[Region segmentation data]
>> begin

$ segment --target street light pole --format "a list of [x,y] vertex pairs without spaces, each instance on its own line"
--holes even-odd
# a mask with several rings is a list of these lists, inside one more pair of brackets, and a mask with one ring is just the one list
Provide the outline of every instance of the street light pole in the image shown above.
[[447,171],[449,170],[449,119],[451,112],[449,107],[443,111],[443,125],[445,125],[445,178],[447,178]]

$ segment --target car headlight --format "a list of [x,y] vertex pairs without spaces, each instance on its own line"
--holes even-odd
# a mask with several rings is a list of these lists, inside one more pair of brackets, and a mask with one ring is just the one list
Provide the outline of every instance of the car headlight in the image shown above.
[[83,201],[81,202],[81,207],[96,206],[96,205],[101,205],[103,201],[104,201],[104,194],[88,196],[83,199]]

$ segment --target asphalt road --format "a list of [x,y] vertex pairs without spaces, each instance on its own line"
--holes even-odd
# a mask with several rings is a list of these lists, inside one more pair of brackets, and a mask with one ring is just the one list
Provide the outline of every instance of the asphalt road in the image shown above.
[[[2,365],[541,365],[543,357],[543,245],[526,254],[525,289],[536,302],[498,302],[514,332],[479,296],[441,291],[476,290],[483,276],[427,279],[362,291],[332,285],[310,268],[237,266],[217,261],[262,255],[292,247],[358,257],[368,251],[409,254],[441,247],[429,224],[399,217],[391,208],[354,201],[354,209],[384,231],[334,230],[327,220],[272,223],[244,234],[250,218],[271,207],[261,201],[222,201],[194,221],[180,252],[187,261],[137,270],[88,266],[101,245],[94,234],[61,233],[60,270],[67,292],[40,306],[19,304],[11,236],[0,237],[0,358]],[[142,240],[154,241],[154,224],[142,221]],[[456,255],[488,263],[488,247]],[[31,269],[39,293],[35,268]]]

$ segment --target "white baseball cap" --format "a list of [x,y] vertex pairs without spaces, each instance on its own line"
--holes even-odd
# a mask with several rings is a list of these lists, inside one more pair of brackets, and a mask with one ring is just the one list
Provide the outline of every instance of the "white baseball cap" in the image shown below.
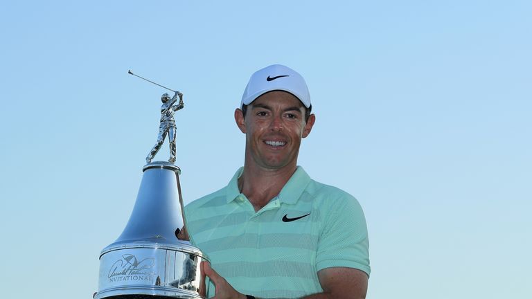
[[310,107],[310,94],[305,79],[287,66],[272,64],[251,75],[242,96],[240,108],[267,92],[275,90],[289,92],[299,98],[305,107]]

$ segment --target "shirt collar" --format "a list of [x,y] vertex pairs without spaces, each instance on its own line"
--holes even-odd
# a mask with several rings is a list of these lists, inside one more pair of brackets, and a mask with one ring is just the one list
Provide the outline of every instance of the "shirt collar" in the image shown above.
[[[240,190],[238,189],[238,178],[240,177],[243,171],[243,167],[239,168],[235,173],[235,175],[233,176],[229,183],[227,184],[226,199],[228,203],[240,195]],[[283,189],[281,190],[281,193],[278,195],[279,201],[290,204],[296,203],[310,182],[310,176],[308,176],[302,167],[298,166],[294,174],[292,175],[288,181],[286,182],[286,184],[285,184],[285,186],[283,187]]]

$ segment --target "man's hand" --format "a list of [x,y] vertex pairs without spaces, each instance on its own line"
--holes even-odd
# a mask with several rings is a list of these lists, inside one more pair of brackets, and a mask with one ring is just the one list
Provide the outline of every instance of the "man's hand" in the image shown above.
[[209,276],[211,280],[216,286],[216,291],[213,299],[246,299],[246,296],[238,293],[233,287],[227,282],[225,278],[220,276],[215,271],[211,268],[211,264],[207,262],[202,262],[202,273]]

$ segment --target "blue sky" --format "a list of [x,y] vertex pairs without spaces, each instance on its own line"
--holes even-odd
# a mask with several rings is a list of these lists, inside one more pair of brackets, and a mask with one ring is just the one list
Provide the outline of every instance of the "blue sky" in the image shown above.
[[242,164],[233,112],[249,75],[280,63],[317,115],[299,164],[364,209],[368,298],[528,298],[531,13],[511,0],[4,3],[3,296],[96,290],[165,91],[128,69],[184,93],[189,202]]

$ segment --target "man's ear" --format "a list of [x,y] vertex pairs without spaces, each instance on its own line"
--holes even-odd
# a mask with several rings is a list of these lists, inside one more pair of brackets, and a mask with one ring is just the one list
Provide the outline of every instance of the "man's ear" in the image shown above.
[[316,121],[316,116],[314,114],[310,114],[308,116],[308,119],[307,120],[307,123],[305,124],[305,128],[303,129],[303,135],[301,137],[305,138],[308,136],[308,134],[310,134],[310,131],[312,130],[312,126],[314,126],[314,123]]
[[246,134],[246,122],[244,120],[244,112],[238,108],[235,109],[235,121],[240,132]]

>> end
>> begin

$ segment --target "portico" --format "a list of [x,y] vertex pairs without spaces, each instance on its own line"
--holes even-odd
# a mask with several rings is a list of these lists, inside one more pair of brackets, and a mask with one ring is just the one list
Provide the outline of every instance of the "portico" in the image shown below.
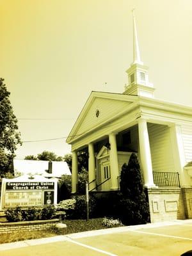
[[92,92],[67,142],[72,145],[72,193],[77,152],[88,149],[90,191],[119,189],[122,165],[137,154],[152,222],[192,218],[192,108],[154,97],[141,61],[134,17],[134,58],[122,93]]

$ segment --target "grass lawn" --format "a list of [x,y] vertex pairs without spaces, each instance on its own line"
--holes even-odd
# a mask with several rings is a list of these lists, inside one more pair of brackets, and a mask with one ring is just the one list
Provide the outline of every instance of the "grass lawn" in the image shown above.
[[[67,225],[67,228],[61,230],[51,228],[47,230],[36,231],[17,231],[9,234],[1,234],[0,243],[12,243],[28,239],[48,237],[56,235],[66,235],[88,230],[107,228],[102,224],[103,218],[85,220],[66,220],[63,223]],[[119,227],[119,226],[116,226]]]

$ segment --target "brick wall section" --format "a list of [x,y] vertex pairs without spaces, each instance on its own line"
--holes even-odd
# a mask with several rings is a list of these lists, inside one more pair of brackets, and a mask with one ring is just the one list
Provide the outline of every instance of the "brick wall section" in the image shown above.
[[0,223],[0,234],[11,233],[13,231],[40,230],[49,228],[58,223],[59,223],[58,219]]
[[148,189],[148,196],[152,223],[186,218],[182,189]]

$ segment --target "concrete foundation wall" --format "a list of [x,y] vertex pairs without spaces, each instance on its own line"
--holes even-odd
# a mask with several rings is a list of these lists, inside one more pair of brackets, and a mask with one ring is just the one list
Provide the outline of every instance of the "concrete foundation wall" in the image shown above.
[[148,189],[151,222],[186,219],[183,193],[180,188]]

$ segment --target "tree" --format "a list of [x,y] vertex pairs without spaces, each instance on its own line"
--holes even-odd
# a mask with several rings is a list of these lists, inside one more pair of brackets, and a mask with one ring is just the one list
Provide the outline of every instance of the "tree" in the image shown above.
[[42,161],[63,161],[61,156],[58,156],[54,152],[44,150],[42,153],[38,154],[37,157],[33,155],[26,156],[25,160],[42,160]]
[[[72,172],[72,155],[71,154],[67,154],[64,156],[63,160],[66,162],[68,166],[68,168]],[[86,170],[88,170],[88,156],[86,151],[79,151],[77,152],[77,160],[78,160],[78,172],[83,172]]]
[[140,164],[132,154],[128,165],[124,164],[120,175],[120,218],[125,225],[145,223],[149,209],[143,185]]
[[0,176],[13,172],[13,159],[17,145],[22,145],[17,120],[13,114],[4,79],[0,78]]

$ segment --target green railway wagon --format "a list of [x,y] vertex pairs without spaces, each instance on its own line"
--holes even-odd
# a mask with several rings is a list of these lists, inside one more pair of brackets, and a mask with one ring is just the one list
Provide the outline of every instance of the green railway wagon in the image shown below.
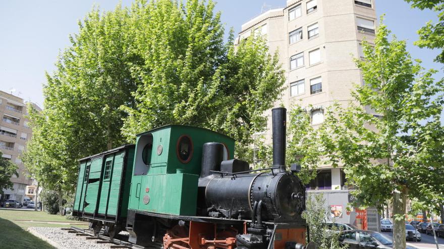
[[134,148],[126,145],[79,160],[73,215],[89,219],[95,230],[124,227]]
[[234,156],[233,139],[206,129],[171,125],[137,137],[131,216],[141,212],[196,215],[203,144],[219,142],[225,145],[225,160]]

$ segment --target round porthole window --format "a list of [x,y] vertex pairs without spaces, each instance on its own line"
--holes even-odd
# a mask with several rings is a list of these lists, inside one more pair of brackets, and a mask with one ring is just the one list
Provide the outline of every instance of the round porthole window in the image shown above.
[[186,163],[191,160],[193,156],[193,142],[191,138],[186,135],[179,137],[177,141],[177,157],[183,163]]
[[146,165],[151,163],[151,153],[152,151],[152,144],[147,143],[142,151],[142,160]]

>> end
>> begin

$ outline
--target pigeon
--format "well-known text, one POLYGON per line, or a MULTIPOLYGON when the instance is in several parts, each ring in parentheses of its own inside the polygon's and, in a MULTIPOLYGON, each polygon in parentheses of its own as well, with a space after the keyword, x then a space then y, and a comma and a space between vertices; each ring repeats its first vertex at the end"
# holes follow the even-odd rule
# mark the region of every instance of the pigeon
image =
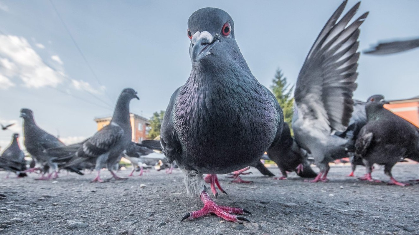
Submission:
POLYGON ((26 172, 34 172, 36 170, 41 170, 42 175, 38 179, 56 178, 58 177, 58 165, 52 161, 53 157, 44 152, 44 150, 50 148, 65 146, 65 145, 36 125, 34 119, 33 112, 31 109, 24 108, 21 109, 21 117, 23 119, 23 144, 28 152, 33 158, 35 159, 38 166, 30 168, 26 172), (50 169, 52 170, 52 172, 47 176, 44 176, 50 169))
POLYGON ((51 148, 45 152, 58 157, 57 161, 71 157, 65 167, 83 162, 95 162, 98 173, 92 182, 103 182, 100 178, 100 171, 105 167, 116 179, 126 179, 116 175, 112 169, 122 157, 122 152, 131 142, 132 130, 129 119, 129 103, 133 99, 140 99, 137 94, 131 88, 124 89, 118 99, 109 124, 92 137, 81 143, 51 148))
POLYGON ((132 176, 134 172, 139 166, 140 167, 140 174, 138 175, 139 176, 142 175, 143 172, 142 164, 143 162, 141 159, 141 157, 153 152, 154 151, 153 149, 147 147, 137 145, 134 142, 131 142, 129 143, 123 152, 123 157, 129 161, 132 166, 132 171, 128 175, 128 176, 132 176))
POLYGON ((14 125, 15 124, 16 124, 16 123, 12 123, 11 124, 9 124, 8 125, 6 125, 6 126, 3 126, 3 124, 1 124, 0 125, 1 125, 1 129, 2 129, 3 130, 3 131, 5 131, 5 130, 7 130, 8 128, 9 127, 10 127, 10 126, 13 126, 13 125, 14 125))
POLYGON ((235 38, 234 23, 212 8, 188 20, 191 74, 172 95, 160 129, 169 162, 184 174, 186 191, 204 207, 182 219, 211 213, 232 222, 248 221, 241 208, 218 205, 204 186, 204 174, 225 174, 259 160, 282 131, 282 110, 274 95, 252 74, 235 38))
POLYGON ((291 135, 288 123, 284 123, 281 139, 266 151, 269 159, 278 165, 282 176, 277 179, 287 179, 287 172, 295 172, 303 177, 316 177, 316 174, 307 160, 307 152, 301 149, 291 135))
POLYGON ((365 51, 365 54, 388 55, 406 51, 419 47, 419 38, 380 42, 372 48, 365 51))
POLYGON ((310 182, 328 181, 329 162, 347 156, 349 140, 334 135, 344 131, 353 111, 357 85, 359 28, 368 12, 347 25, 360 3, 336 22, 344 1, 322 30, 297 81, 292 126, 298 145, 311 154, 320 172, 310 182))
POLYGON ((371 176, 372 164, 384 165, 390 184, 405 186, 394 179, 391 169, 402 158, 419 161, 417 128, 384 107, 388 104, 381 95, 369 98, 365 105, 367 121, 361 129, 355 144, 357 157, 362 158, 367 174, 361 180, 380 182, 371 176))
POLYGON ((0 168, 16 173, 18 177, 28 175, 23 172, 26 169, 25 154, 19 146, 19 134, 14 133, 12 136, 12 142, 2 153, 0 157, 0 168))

>> end

Task directions: Count the lines in the entries above that contain the string "wagon", matching case exactly, and give only that number.

Result of the task: 2